**Required work**
Transcribe word for word the lines spanning the line with "the wooden deck" through the end of the records.
--*--
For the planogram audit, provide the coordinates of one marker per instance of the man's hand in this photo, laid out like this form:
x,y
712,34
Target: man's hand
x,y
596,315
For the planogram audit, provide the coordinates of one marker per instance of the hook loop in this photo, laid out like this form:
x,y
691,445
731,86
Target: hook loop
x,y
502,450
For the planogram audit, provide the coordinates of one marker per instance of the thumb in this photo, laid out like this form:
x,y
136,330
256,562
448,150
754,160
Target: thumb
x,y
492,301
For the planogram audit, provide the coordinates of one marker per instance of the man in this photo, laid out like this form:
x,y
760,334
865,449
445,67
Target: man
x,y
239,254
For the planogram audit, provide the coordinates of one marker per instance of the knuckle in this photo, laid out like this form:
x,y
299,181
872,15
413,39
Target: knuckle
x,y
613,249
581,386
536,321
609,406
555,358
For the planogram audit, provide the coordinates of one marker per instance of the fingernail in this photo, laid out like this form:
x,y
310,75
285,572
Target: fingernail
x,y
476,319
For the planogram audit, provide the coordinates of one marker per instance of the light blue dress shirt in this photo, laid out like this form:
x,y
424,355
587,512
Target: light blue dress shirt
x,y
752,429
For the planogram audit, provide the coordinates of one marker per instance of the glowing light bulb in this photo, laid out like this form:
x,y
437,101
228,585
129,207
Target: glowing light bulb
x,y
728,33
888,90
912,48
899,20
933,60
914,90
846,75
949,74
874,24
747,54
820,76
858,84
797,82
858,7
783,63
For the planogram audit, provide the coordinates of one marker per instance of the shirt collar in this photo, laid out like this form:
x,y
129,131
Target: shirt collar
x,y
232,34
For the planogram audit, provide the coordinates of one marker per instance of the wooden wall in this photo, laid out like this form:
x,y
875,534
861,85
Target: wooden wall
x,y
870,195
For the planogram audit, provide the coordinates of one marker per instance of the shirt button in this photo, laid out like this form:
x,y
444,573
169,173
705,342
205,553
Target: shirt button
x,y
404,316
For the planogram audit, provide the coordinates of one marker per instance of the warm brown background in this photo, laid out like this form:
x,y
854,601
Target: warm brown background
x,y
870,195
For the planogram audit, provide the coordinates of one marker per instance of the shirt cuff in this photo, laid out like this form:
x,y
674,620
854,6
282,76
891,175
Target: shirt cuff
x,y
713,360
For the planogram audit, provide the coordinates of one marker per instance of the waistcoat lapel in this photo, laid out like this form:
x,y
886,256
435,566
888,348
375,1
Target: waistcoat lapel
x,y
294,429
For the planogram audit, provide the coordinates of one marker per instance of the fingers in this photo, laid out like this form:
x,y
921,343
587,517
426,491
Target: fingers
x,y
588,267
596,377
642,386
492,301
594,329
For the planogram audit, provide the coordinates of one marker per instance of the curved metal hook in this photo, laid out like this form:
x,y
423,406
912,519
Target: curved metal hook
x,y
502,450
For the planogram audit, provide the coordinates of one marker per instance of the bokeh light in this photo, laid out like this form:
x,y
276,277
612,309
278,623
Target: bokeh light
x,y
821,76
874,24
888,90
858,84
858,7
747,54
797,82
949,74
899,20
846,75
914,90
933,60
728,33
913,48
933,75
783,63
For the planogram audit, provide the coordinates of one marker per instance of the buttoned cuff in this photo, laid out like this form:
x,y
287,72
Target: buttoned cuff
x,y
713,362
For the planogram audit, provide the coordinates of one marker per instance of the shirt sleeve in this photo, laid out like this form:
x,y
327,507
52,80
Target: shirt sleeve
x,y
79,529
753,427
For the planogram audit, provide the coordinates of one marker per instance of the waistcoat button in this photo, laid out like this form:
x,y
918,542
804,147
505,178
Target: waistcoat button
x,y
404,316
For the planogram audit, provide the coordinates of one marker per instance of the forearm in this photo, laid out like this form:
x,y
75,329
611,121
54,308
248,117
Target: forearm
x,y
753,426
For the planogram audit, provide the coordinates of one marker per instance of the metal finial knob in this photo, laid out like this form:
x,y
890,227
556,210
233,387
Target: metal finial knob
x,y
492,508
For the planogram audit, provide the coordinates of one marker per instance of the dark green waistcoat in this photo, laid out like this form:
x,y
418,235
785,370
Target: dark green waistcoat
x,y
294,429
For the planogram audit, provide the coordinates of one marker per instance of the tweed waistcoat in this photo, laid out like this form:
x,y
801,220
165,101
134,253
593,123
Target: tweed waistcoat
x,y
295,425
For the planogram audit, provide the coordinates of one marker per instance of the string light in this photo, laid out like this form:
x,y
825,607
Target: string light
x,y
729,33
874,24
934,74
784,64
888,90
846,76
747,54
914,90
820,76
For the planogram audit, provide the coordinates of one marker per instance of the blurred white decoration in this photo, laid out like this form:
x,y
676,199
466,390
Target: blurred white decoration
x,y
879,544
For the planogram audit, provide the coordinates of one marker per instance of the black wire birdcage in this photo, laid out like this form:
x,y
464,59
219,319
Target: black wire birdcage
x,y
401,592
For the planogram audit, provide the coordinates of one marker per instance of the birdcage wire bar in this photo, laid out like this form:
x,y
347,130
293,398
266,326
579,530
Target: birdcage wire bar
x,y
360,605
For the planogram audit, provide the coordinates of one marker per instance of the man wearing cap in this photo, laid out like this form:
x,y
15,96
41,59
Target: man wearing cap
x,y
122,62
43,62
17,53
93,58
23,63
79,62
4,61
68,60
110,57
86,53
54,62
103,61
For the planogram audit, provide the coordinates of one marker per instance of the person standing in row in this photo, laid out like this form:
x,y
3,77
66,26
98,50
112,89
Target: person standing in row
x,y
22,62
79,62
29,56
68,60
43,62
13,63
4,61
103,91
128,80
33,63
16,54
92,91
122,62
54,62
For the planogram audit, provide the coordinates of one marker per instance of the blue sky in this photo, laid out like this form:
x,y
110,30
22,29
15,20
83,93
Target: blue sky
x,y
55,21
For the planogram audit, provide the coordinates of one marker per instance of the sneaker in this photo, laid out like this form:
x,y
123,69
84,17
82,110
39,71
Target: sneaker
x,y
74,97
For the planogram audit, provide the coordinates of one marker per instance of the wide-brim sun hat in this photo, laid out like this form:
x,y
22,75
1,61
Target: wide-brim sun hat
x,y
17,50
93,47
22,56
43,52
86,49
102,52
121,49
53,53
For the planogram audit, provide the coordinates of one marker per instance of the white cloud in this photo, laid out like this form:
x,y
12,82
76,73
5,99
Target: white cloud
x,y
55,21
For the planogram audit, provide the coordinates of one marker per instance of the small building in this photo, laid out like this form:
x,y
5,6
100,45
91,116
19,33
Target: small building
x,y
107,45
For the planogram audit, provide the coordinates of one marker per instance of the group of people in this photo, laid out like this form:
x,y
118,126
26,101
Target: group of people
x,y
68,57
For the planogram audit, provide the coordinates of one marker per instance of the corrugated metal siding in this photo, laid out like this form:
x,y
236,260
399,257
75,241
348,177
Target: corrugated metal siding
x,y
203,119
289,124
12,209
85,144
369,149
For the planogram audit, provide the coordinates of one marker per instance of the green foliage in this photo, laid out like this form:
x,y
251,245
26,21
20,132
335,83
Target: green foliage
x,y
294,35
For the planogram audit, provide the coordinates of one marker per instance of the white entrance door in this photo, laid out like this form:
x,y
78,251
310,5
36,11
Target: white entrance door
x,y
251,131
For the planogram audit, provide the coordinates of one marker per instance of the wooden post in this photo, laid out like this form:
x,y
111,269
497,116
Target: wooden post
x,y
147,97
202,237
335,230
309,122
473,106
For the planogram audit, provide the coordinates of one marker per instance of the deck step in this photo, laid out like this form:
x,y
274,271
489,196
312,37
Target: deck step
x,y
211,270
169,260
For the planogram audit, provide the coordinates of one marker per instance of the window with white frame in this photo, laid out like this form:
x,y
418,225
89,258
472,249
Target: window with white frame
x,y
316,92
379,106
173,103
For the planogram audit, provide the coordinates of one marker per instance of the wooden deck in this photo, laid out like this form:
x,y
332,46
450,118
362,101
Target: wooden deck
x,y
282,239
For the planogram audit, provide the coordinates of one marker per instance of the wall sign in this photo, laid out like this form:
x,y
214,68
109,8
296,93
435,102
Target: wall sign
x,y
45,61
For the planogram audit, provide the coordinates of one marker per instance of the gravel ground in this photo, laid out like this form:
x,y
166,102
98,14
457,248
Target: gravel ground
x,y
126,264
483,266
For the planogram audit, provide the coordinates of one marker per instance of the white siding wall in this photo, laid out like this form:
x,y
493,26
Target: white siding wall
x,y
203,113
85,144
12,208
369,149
--*--
**Written response**
For the planogram audit, provide the coordinates of one marker per instance of the wooden deck in this photo, laid out like this form:
x,y
332,46
450,118
362,101
Target: wooden deck
x,y
282,239
For the planogram audit, provide the coordinates of one marker per instance of the wall sign in this photo, laid out like this form:
x,y
214,68
109,8
296,93
435,102
Target: wall sign
x,y
45,61
For the planogram audit, provide the coordinates of one marker per instance of the gravel ground in this photo, laid out like this form:
x,y
166,102
98,14
457,248
Target: gravel ground
x,y
126,264
483,266
For the planogram audit, provide the coordinates of one marker per instance of the white siding wall in this photo, laid out like this form:
x,y
493,26
Target: white siding wall
x,y
203,113
85,144
12,208
369,149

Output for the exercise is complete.